** Begin Exercise data **

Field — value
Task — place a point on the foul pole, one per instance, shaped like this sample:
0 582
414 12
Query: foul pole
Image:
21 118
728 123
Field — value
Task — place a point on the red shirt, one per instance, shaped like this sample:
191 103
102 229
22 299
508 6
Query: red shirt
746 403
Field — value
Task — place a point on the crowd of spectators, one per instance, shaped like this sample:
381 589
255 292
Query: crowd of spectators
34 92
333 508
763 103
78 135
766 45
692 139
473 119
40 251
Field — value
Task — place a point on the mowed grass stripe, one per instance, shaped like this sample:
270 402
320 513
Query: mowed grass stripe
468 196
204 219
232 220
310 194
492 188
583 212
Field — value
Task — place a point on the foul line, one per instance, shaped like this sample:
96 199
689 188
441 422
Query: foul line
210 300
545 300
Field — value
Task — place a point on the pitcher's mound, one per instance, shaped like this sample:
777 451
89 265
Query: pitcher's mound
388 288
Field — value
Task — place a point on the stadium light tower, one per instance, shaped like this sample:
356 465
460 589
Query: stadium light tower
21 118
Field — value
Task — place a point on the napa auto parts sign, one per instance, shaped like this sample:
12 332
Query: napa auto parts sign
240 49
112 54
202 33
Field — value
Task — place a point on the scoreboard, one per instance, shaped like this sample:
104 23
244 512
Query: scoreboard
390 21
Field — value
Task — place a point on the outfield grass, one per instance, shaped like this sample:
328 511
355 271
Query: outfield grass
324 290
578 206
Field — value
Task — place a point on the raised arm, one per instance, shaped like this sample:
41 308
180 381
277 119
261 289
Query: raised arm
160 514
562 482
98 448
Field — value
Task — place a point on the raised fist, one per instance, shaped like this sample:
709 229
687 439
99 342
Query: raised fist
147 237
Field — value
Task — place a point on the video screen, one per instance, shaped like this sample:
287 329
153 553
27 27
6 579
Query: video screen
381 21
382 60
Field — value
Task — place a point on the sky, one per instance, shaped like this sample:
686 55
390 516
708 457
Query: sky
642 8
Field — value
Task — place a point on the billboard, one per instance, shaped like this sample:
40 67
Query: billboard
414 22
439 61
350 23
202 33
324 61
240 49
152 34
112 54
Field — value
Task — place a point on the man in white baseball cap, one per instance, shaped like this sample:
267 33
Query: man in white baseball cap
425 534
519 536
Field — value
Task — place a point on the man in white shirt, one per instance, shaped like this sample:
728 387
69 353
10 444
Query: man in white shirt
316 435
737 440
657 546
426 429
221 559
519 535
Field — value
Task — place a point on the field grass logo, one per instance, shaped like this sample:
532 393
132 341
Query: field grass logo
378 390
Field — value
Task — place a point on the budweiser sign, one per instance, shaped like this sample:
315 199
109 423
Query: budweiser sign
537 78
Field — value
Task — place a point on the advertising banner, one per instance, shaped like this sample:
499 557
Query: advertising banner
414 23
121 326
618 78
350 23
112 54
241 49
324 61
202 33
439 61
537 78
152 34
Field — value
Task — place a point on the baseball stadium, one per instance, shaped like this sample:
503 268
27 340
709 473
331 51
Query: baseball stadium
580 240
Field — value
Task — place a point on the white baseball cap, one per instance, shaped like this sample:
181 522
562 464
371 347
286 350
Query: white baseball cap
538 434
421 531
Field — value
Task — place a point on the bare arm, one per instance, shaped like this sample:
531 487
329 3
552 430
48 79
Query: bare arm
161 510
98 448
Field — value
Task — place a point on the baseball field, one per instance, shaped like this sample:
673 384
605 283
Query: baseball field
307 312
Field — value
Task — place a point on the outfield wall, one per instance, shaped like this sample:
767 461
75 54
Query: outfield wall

** End Exercise data **

◆ **The exercise**
Output every record above exactly as it appears.

◆ **Full answer**
Field — value
Task — place a point on the foul pole, one per instance, shaped like this sample:
0 582
414 12
Query: foul pole
Image:
21 118
728 123
Field — value
Task — place a point on the red shirt, one per instance, shaped like this sample:
191 103
102 229
22 299
508 6
Query: red shirt
746 403
Field — value
Task — place a point on the crowd of spectators, one per instance, shaped like this sample:
381 589
255 292
Query: crowd of spectators
34 92
333 508
763 103
78 135
766 45
692 139
473 119
40 251
Field — value
Task — place a point on the mowed grass stripe, one per instance, shaped like this sample:
270 402
320 513
Query: mowed grass stripe
468 196
204 219
232 220
310 194
492 188
583 212
Field — value
Task — place a point on the foul line, one per instance, shaped like this sample:
96 199
689 188
441 422
Query: foul line
210 300
545 300
Field — value
Task — place a point on the pitcher's mound, one per instance, shaped like this sample:
777 451
89 265
Query: pitcher's mound
388 288
Field — value
Task — place a point on the stadium light tower, one per instance, shaped like this sample:
356 465
460 589
Query: stadium light tower
21 118
Field — value
Task — place a point on the napa auto parts sign, one per instance, shaped like this sample:
12 332
Query: napa auto parts sign
240 49
112 54
202 33
Field — value
Task — place a point on the scoreboard, one per instance, shaped like this sample:
104 23
244 512
Query: scoreboard
390 21
Field — value
Task — place a point on the outfield grass, one per instance, shaped like this sample:
328 511
355 271
Query: outfield grass
324 290
578 206
Field — value
Task — place a point on the raised arm, one per instance, shaped like this sample:
41 308
180 381
277 119
261 289
Query: raised arm
160 514
562 482
98 448
Field — value
Task — place a point on the raised fist, one per instance, shaped like this sample:
709 229
687 439
99 342
Query: raised fist
147 237
Field — value
Task — place a point on the video screen, one per instance, shaped like this sample:
287 329
153 553
27 27
6 579
Query: video screen
381 21
382 60
Field — value
Task — place a point on the sky, one per instance, shaped like this sample:
686 55
390 516
708 457
Query: sky
642 8
Field — value
Task — place a point on the billboard, one per instance, shaped like this sample:
40 67
Query: billboard
414 22
439 61
350 23
202 33
324 61
240 49
152 34
112 54
Field — value
Task — place a point on the man in white baseball cap, one per instance, shaped like this sample:
267 33
Query: man in white baseball cap
425 534
519 536
Field — value
Task — place a point on the man in white shirt, one per instance, shaped like this sample:
728 387
69 353
10 444
Query: man in white shirt
316 435
737 440
657 546
426 429
221 559
519 535
Field — value
Task — place a point on the field grass logo, one per instance, shaped like this sample:
532 393
132 341
Query: field grass logo
378 390
Field — value
Task — place a point on the budweiser sign, one per instance, shaped like this sample:
315 199
109 423
Query: budweiser sign
537 78
Field — value
Task — place a point on the advertising banner, one per instance, shaped like this sample:
499 557
Query: advertising banner
414 23
121 326
618 78
350 23
112 54
241 49
324 61
202 33
439 61
537 78
152 34
Field — value
Task — place a point on the baseball stadium, one per instance, shaped like this sample:
503 268
27 340
709 473
331 51
Query: baseball stadium
580 240
Field — value
Task — place a point on the white baseball cap, one per instance, shaped like this sample:
181 522
562 464
371 347
286 350
Query: white baseball cap
538 434
421 531
Field — value
Task — place a point on the bare arm, one per instance, shaped like this sample:
531 487
329 3
552 430
48 79
Query: bare arm
161 510
98 448
Field — value
Task — place a point on the baseball field, one per instance, shaped like this sample:
673 384
605 283
Query: baseball field
307 312
Field — value
Task — place a point on the outfield wall, one per instance, shaped like this sample:
767 461
75 54
Query: outfield wall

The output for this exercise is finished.